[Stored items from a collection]

-------------------------

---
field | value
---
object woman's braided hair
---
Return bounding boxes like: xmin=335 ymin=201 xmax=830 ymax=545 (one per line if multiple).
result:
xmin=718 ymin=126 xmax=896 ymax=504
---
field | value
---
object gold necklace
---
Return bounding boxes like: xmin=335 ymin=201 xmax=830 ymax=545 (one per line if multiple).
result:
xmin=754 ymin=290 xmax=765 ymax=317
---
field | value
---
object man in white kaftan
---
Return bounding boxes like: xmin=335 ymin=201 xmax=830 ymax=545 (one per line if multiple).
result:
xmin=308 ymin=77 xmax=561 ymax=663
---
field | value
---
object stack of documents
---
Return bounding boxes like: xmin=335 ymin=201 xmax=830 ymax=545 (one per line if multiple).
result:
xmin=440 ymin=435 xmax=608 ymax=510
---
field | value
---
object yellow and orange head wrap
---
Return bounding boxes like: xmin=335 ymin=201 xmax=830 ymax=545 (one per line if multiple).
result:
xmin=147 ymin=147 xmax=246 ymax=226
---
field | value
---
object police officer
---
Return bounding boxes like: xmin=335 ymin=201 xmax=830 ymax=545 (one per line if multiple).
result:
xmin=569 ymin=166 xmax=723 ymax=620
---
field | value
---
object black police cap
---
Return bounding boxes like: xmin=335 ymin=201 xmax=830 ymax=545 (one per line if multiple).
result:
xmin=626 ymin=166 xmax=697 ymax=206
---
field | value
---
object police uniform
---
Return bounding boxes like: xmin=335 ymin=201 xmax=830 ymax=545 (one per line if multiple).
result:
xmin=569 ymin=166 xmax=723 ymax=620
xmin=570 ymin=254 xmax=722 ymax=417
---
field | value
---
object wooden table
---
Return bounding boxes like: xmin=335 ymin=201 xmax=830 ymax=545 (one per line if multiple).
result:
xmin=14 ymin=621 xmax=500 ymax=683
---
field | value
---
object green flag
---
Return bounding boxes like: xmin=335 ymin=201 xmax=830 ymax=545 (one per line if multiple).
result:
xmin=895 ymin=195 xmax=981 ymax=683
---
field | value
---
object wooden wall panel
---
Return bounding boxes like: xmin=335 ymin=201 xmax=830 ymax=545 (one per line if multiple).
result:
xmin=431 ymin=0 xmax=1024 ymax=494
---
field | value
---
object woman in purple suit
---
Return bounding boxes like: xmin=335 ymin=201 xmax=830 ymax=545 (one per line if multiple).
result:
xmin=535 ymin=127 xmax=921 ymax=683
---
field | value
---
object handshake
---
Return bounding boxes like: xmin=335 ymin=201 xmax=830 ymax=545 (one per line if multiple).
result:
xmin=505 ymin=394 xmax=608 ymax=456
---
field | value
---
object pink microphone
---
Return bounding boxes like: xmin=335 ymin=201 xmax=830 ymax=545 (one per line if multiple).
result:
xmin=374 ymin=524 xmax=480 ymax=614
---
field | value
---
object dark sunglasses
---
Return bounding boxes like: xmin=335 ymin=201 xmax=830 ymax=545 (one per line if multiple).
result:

-------------------------

Description of the task >>
Can you give these rows again with every "police" replaced by "security" and nothing else changed?

Output >>
---
field | value
---
object woman's braided hair
---
Return bounding boxes like: xmin=335 ymin=201 xmax=830 ymax=545 (one per line if multiple).
result:
xmin=718 ymin=126 xmax=896 ymax=504
---
field | value
---
object gold necklace
---
Return bounding boxes like: xmin=335 ymin=201 xmax=830 ymax=545 (one per line if multiple).
result:
xmin=754 ymin=290 xmax=765 ymax=317
---
field | value
---
object man in white kaftan
---
Return bounding boxes like: xmin=335 ymin=201 xmax=830 ymax=545 (one per line if multiple).
result:
xmin=308 ymin=77 xmax=561 ymax=663
---
field | value
---
object stack of documents
---
Return bounding boxes like: xmin=335 ymin=201 xmax=830 ymax=545 (one per line if multiple).
result:
xmin=440 ymin=435 xmax=608 ymax=510
---
field | value
---
object yellow and orange head wrap
---
Return bounding boxes like: xmin=335 ymin=201 xmax=830 ymax=545 (one per line if multiple).
result:
xmin=147 ymin=147 xmax=246 ymax=226
---
field | value
---
object security officer
---
Return bounding boxes like: xmin=335 ymin=201 xmax=830 ymax=545 (one per line if multiple).
result:
xmin=569 ymin=166 xmax=723 ymax=620
---
field | value
---
object black security cap
---
Return bounding boxes like: xmin=335 ymin=201 xmax=830 ymax=545 (one per line if multiple).
result:
xmin=626 ymin=166 xmax=697 ymax=206
---
field | value
---
object security uniform
---
Return bounding boxes like: xmin=335 ymin=201 xmax=830 ymax=545 (one per line if multiple).
result:
xmin=569 ymin=166 xmax=723 ymax=620
xmin=570 ymin=254 xmax=722 ymax=417
---
field | value
---
object wooden table
---
Return bounding boxes like: xmin=335 ymin=201 xmax=830 ymax=545 (one per line if multiple).
result:
xmin=14 ymin=621 xmax=500 ymax=683
---
field | value
---
object green flag
---
Return bounding boxes like: xmin=335 ymin=201 xmax=830 ymax=545 (one per line if multiple).
result:
xmin=895 ymin=195 xmax=981 ymax=683
---
field | value
---
object wooden wall panel
---
Return bounding boxes like: xmin=335 ymin=201 xmax=830 ymax=545 (one per line if multiple).
result:
xmin=431 ymin=0 xmax=1024 ymax=494
---
field | value
---
object woman in purple suit
---
Return bounding boxes like: xmin=335 ymin=201 xmax=830 ymax=545 (one per line if multiple).
result:
xmin=535 ymin=127 xmax=921 ymax=683
---
field | value
---
object handshake
---
Return bounding boxes like: xmin=335 ymin=201 xmax=830 ymax=545 (one per line if multiple).
result:
xmin=505 ymin=394 xmax=608 ymax=456
---
field | value
---
object pink microphone
---
Return bounding boxes like: xmin=335 ymin=201 xmax=830 ymax=545 (one per line if multiple).
result:
xmin=374 ymin=524 xmax=480 ymax=614
---
field | value
---
object dark sunglasses
---
Return bounding boxes like: xmin=335 ymin=201 xmax=830 ymax=545 (one per line if multiple).
result:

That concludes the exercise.